== Image boundary labeling entries ==
________________________________________

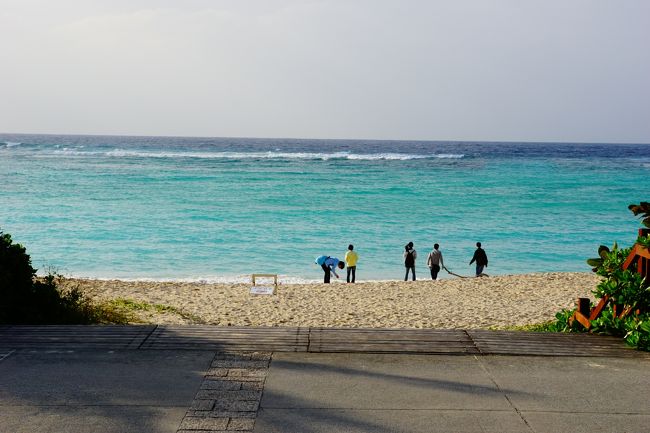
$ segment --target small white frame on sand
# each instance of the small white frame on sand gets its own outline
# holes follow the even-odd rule
[[[256,278],[273,278],[273,286],[258,286]],[[251,280],[253,281],[251,295],[275,295],[278,289],[278,274],[252,274]]]

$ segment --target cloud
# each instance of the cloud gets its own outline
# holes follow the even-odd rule
[[[650,141],[642,1],[3,1],[0,130]]]

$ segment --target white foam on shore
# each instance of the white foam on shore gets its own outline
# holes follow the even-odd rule
[[[194,159],[306,159],[306,160],[337,160],[353,161],[409,161],[415,159],[461,159],[464,154],[431,153],[350,153],[350,152],[147,152],[138,150],[113,149],[107,152],[80,151],[79,148],[64,147],[53,152],[65,156],[107,156],[112,158],[194,158]]]
[[[234,276],[210,276],[210,277],[188,277],[188,278],[155,278],[155,277],[106,277],[106,276],[88,276],[88,275],[64,275],[65,278],[76,280],[93,280],[93,281],[126,281],[126,282],[143,282],[143,283],[191,283],[191,284],[252,284],[251,275],[234,275]],[[332,283],[345,283],[345,275],[340,279],[332,277]],[[272,278],[260,278],[258,284],[265,285],[272,282]],[[401,280],[358,280],[357,283],[385,283],[399,282]],[[424,281],[424,280],[422,280]],[[300,284],[320,284],[323,280],[301,278],[291,275],[278,274],[278,284],[282,285],[300,285]]]

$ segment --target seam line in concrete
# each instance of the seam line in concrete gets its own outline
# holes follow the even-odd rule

________________________________________

== SHORT EXERCISE ==
Rewrite the entries starting at the line containing "--target white foam on shore" and ending at the last line of the entries, with "concrete" changed to "pavement" and nothing else altered.

== OUTPUT OF THE TASK ==
$ segment --target white foam on shore
# each instance of the white foam on shore gets its own outline
# holes follow the even-odd rule
[[[194,159],[306,159],[306,160],[337,160],[353,161],[409,161],[415,159],[461,159],[464,154],[431,153],[350,153],[350,152],[147,152],[138,150],[113,149],[107,152],[80,151],[79,148],[64,147],[53,152],[65,156],[107,156],[112,158],[194,158]]]
[[[234,276],[210,276],[210,277],[188,277],[188,278],[155,278],[155,277],[106,277],[106,276],[88,276],[88,275],[64,275],[65,278],[76,280],[93,280],[93,281],[126,281],[126,282],[143,282],[143,283],[191,283],[191,284],[252,284],[251,275],[234,275]],[[332,283],[345,283],[345,275],[340,279],[332,277]],[[272,278],[260,278],[258,284],[265,285],[272,282]],[[401,280],[358,280],[357,283],[385,283],[399,282]],[[424,281],[424,280],[422,280]],[[300,284],[320,284],[323,280],[301,278],[291,275],[278,274],[278,284],[282,285],[300,285]]]

$ segment --target seam line in pavement
# each instance of the seam line in pavement gets its own outline
# holes follow the even-odd rule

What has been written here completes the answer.